━━━ Data ━━━
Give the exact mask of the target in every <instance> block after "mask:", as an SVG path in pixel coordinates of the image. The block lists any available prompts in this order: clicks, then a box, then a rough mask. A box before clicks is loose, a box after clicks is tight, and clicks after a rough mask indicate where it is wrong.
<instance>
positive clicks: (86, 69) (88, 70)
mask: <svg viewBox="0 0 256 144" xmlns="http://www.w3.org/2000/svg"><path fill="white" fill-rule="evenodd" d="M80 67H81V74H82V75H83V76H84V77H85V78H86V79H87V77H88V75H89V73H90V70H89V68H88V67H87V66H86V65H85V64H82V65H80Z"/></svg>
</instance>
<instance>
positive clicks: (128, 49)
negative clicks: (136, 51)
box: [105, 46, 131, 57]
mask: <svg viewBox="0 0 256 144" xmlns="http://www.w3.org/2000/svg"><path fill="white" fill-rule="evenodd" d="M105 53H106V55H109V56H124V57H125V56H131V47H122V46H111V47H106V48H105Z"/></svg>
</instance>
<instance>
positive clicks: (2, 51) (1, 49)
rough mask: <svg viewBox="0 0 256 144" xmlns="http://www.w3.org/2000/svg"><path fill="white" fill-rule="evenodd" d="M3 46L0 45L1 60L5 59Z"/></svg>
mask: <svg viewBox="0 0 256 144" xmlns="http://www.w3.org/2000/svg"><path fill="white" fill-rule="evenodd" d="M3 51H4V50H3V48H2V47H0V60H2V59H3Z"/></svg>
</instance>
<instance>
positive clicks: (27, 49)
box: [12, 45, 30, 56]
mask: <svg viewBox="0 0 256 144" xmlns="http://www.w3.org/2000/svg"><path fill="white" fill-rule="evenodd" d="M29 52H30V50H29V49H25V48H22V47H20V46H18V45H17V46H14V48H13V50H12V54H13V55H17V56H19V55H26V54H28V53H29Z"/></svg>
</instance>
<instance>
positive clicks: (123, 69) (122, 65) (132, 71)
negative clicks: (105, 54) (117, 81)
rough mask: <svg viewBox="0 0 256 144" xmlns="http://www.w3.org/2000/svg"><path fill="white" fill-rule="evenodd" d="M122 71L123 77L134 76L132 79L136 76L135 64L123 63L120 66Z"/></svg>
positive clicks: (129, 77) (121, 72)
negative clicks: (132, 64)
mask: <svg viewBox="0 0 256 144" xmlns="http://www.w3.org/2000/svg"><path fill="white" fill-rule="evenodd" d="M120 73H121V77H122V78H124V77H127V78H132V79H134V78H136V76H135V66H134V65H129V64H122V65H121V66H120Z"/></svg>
━━━
━━━ Data ━━━
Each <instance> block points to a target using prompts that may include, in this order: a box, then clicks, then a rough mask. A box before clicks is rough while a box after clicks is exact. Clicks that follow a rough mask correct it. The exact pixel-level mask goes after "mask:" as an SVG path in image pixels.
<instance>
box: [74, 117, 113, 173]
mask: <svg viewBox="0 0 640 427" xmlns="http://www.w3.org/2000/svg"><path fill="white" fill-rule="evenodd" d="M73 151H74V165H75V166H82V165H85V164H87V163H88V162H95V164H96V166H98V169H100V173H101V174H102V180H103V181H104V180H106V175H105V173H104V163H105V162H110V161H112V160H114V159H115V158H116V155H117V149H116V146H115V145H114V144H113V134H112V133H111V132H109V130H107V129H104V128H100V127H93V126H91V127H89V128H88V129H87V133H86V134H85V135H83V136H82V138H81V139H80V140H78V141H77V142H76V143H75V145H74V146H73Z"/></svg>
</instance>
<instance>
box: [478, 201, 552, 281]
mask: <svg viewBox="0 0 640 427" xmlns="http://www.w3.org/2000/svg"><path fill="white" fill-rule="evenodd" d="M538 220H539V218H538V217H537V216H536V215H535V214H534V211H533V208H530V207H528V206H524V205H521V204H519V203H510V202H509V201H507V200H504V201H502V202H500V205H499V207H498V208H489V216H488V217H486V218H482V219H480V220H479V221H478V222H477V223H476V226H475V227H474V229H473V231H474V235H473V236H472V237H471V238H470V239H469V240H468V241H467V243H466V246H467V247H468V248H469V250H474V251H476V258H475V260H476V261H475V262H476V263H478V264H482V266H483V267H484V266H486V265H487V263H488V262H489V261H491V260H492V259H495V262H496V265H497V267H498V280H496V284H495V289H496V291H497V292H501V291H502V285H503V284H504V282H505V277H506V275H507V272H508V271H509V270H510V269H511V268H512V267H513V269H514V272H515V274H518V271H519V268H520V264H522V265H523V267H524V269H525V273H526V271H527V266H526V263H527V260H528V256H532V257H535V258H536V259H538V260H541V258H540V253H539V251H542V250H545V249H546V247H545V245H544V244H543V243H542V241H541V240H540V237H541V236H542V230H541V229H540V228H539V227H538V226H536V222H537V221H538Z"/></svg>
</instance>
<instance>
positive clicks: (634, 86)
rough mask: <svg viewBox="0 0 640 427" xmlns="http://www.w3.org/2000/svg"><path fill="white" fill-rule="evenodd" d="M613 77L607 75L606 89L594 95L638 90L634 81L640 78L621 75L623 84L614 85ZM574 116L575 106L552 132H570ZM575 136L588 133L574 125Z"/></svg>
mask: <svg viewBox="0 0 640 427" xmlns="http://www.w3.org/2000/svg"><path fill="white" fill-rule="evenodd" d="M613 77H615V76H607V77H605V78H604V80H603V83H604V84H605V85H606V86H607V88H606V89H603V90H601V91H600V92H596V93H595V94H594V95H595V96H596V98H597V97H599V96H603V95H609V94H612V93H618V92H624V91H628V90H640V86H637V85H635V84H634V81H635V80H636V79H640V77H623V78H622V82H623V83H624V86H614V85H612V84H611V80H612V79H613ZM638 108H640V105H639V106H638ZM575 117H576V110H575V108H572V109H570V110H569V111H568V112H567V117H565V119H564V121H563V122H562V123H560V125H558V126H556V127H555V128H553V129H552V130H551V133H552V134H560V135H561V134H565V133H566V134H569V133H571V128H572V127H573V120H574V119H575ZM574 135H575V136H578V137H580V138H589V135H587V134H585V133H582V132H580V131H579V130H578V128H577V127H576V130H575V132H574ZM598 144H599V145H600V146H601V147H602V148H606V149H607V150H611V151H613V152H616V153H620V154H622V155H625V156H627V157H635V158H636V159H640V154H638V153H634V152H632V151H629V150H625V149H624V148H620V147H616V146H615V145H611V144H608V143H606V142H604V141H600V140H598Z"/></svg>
━━━
Activity: Write down how many lines of the data above contain the word "pixel", with nothing else.

Exercise result: 2